** Record set follows **
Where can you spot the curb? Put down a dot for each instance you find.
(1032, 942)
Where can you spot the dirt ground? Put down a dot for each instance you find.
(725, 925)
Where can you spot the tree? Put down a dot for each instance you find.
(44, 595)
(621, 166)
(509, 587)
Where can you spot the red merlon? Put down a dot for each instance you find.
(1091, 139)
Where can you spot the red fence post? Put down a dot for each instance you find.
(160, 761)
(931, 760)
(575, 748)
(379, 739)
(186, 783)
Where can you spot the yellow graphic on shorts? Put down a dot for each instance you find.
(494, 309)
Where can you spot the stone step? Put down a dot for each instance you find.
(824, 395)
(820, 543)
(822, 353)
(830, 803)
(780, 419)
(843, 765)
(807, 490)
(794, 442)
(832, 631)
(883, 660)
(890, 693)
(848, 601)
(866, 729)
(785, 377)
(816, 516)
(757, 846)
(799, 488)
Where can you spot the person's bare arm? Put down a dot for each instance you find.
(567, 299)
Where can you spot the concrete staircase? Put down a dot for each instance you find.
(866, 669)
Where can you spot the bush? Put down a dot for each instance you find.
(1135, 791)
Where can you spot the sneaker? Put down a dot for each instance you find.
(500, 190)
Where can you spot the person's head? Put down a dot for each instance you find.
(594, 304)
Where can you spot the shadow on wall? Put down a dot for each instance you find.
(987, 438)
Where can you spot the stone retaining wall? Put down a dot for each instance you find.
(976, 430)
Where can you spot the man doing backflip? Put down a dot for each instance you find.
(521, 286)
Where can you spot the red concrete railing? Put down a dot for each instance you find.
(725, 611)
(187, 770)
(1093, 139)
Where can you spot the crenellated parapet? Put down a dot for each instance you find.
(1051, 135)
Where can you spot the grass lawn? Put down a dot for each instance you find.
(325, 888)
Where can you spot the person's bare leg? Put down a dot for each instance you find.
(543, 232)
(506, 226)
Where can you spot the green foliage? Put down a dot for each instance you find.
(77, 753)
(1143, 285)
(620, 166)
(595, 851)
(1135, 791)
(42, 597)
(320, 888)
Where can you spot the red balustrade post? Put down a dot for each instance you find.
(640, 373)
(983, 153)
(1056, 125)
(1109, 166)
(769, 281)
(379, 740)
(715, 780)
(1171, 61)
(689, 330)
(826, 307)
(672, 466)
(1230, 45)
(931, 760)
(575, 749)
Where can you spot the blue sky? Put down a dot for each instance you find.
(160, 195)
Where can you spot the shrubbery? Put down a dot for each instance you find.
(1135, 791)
** End of Record set **
▶ **Task requirements**
When you copy the data, keep every line word for word.

▶ **Answer below**
Where can you spot the curb? Put down a dot for each instance you find.
(1032, 942)
Where can you spot the dirt ground? Put down a dot for each instance you find.
(725, 925)
Where can you spot the tree? Put down a dot for each instance you find.
(44, 595)
(621, 166)
(509, 587)
Where can you spot the red merlon? Put down a dot for each instance you find.
(1091, 139)
Where can you spot the red fence post? Put down a dot for each instance you find.
(160, 761)
(931, 760)
(575, 748)
(379, 739)
(186, 783)
Where can you spot the yellow graphic on shorts? Put down a dot for each instance you find.
(494, 309)
Where can you spot the stone step? Put down a dot for each instance you find.
(824, 395)
(820, 543)
(822, 353)
(830, 803)
(780, 419)
(843, 765)
(807, 490)
(794, 442)
(832, 631)
(883, 660)
(890, 693)
(848, 601)
(866, 729)
(785, 377)
(816, 516)
(757, 846)
(799, 488)
Where can you spot the person's bare arm? Put down a dot for each instance you find.
(567, 299)
Where can you spot the concrete staircase? Put down a dot for each instance you find.
(866, 669)
Where can you spot the bush? Put down a dot for each instance you find.
(1135, 791)
Where can you spot the sneaker? Put down a dot for each instance you find.
(500, 190)
Where can you spot the person's head? Put down a dot for each instance you find.
(594, 304)
Where can you spot the shadow on wall? Put down a dot for each instance you find.
(987, 438)
Where can you spot the stone retaining wall? Put down a dot for each instance you find.
(976, 430)
Where can you spot the man doing backflip? Put down a dot for each instance you find.
(521, 286)
Where can you spot the red concrete railing? Put down a dot for each instance you find.
(725, 611)
(187, 770)
(1093, 139)
Where can you spot the crenellated parapet? Put down a dot for each instance you find.
(1051, 135)
Where can you spot the grass lawn? Put down a dot for each instance you find.
(325, 888)
Where can you spot the person's bare leg? Put down a dot for each instance you find.
(543, 232)
(506, 226)
Where can you spot the green foliage? Put down a dot for each instance you find.
(77, 753)
(1143, 285)
(620, 166)
(595, 851)
(1135, 791)
(42, 597)
(320, 888)
Where can you spot the red balustrade post? Put down a dot for each instance you find.
(640, 373)
(983, 153)
(1056, 125)
(1109, 166)
(769, 281)
(379, 740)
(715, 780)
(1171, 61)
(689, 330)
(826, 307)
(672, 466)
(1230, 45)
(931, 760)
(575, 749)
Where can you spot the blue sky? Put down a dot for each instance you find.
(160, 195)
Where can you spot the shrubbery? Put down a dot for each instance you find.
(1135, 791)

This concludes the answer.